* **Entries provided**

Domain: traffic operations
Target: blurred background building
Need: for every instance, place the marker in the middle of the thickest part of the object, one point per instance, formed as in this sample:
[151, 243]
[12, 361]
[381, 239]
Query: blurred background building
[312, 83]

* **What you are asked to do**
Return each line of the records above exactly as it reads.

* **Written solution**
Domain: traffic operations
Target: blurred background building
Need: for every instance, place the marker in the middle of the thickest part of the object, one point per instance, formed as in this sample:
[151, 243]
[12, 361]
[381, 239]
Query: blurred background building
[312, 83]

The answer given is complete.